* [Texte fourni]:
Bien évidemment, l'Inquisition n'existe plus.
Le terme Inquisition peut désigner trois institutions :
- L'Inquisition médiévale, créée en 1234 pour lutter contre les hérésies cathare et vaudoise ;
- L'Inquisition espagnole, créée en 1478 ;
- La Sacrée congrégation de l'Inquisition romaine et universelle, ou Inquisition romaine, créée en 1542 pendant le concile de Trente pour lutter contre le protestantisme.
Aucune de ces institutions n'existe plus. L'Inquisition a été abolie en France en 1772, et l'Inquisition espagnole a été abolie en 1834.
Alors pourquoi certains prétendent-ils que l'Inquisition existe encore ?
Probablement parce qu'aujourd'hui existe à Rome une institution, appelée Congrégation pour la doctrine de la foi, dont l'objectif, similaire à celui qui avait été assigné à l'Inquisition, est de défendre la foi catholique. La Congrégation pour la doctrine de la foi a remplacé en 1965, sous Paul VI, le Saint-Office, lequel avait remplacé l'Inquisition romaine en 1908.
Si une institution en remplace une autre, la précédente n'existe plus.

* [Matériel]:
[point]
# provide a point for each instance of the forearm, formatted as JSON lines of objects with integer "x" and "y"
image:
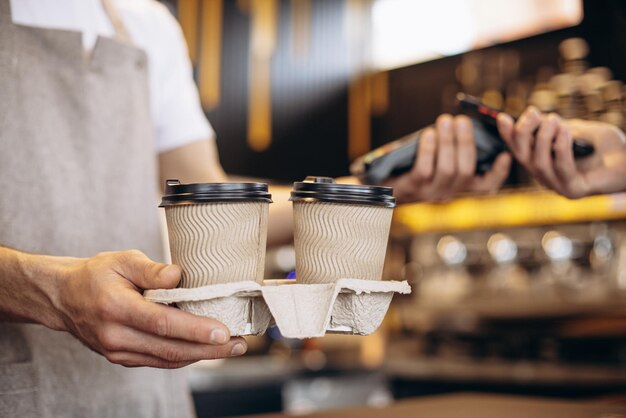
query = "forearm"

* [Consignes]:
A. Reproduisez sans rien changer le passage du texte sur l'Inquisition qui s'ouvre sur les mots « Le terme Inquisition » et se clôt sur « abolie en 1834. ».
B. Poursuivez le texte sur l'Inquisition à partir de sa dernière phrase.

* [Réponses]:
A.
Le terme Inquisition peut désigner trois institutions :
- L'Inquisition médiévale, créée en 1234 pour lutter contre les hérésies cathare et vaudoise ;
- L'Inquisition espagnole, créée en 1478 ;
- La Sacrée congrégation de l'Inquisition romaine et universelle, ou Inquisition romaine, créée en 1542 pendant le concile de Trente pour lutter contre le protestantisme.
Aucune de ces institutions n'existe plus. L'Inquisition a été abolie en France en 1772, et l'Inquisition espagnole a été abolie en 1834.

B.
En ce qui concerne la Congrégation pour la doctrine de la foi, hormis l'objectif général, ni le contexte, ni l'organisation, ni les méthodes ne permettent en aucune manière de la comparer avec l'Inquisition.
Le contexte
Nous sommes aujourd'hui dans une société entièrement sécularisée, dans laquelle les relations entre le pouvoir spirituel et le pouvoir temporel sont réduites au minimum. L'Église catholique a compris depuis le pape Léon XIII (1878-1903) qu'il n'était pas bon qu'il y ait un mélange des genres entre le spirituel et le temporel, selon la parole de l'évangile Mt 22.21 : « Rendez à César ce qui appartient à César, et à Dieu ce qui appartient à Dieu ». Les théologiens catholiques admettent tous aujourd'hui que le modèle du catholicisme constantinien (un catholicisme promu par un monarque) n'est plus valide. Nous sommes de ce point de vue dans une situation comparable à celle du christianisme primitif, disons celle des trois premiers siècles de notre ère.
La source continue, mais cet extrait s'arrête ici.